▶ **Stated problem**
Count the lines in the data below that contain the string "path", and reply with only that number.

[Entries from a dataset]
○ ○ ○ ○ ○

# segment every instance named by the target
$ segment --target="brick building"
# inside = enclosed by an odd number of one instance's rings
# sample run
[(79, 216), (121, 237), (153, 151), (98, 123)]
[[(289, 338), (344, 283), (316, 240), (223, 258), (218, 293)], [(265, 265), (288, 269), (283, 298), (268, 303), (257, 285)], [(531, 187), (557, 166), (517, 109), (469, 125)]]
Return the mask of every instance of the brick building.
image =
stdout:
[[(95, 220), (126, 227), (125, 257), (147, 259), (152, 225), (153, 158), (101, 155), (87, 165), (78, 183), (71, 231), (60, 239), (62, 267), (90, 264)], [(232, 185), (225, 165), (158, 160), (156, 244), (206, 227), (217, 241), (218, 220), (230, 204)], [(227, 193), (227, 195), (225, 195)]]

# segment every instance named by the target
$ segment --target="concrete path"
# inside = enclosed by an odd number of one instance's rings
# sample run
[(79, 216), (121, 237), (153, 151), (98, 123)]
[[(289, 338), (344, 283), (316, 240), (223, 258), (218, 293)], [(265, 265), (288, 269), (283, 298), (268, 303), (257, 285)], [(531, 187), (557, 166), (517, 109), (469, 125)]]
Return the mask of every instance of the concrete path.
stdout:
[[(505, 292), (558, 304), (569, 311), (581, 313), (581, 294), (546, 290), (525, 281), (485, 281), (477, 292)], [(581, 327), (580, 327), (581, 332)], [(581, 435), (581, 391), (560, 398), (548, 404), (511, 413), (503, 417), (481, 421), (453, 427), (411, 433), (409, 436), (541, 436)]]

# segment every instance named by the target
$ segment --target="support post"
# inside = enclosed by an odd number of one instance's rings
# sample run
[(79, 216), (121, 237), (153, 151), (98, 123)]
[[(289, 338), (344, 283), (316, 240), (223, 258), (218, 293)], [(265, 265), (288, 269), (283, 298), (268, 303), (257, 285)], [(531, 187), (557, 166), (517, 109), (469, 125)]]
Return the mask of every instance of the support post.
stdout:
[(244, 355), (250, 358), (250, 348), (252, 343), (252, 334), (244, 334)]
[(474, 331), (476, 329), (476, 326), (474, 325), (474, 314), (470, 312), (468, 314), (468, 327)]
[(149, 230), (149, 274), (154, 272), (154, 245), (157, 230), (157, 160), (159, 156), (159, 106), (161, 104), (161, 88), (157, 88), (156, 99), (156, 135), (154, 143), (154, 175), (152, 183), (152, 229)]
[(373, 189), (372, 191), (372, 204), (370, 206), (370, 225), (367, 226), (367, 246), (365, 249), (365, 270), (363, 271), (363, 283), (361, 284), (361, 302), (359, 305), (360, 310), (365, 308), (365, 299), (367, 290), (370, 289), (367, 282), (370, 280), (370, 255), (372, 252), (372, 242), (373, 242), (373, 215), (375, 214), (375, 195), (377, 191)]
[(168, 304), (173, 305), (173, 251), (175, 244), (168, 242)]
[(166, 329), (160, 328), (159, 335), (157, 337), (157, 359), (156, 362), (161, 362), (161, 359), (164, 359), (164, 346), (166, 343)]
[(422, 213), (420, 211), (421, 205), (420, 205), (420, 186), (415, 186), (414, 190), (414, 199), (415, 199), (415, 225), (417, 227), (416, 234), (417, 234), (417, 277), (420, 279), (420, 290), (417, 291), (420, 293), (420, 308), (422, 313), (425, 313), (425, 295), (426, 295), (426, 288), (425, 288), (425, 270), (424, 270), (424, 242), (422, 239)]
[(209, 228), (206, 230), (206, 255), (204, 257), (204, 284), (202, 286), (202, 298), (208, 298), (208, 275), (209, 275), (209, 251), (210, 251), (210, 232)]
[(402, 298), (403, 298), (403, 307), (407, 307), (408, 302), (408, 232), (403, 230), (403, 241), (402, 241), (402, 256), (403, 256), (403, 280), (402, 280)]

○ ○ ○ ○ ○

▶ **Answer for this exercise**
2